• **Instructions for the task**:
Give again the line that contains "box: [217, 352, 253, 391]" and every line after it to the end of the records. Keep them exactly as they are and add nothing.

• **Given records**:
* * *

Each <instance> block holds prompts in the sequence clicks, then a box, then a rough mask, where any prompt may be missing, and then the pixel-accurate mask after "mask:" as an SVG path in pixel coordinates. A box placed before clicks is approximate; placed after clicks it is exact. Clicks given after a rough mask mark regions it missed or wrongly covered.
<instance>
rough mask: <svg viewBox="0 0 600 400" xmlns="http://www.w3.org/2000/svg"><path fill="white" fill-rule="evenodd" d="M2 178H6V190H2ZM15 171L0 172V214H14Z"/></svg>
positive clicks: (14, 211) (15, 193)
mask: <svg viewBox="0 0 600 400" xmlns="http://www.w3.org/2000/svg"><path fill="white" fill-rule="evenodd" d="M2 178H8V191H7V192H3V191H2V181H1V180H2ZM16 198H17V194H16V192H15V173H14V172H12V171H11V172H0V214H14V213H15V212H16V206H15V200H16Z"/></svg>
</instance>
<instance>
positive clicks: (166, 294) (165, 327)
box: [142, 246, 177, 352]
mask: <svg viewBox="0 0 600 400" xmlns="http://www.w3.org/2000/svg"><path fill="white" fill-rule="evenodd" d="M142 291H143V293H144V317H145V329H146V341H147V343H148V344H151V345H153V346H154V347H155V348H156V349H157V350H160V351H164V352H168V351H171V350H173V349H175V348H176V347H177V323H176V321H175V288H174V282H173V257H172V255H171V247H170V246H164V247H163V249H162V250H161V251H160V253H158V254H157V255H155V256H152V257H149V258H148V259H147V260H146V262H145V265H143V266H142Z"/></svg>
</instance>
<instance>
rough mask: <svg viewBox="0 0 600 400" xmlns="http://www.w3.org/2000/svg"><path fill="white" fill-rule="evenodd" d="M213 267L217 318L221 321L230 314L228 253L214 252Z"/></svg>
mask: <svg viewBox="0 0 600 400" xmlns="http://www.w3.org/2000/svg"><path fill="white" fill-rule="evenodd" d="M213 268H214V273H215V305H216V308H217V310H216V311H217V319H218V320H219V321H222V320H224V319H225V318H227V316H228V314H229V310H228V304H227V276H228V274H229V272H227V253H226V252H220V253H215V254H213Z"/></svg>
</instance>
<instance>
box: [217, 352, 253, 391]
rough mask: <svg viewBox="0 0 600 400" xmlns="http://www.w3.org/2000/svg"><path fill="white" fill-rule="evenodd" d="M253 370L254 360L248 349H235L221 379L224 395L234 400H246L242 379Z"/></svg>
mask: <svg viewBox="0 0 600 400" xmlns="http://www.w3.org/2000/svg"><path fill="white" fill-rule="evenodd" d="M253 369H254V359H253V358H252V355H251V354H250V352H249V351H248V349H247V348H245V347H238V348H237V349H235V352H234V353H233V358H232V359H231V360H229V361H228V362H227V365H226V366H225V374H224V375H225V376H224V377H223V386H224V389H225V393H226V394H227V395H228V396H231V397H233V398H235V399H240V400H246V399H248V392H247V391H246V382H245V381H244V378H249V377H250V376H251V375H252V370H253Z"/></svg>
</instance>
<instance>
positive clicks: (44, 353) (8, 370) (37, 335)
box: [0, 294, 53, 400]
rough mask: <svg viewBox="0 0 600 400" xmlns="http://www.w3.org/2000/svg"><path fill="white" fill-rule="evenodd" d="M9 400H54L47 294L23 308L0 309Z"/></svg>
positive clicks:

* * *

• **Exercise answer**:
box: [217, 352, 253, 391]
rough mask: <svg viewBox="0 0 600 400" xmlns="http://www.w3.org/2000/svg"><path fill="white" fill-rule="evenodd" d="M253 370L254 360L248 349H235L221 379L224 395L234 400H246L242 379Z"/></svg>
mask: <svg viewBox="0 0 600 400" xmlns="http://www.w3.org/2000/svg"><path fill="white" fill-rule="evenodd" d="M253 369H254V359H253V358H252V355H251V354H250V352H249V351H248V349H247V348H245V347H238V348H237V349H235V352H234V353H233V358H232V359H231V360H229V361H228V362H227V365H226V366H225V374H224V375H225V376H224V377H223V386H224V389H225V393H226V394H227V395H228V396H231V397H233V398H235V399H240V400H246V399H248V392H247V391H246V382H245V381H244V378H249V377H250V376H251V375H252V370H253Z"/></svg>
</instance>
<instance>
positive clicks: (44, 353) (8, 370) (37, 335)
box: [0, 294, 53, 400]
rough mask: <svg viewBox="0 0 600 400" xmlns="http://www.w3.org/2000/svg"><path fill="white" fill-rule="evenodd" d="M9 400H54L47 294L23 308L0 309Z"/></svg>
positive clicks:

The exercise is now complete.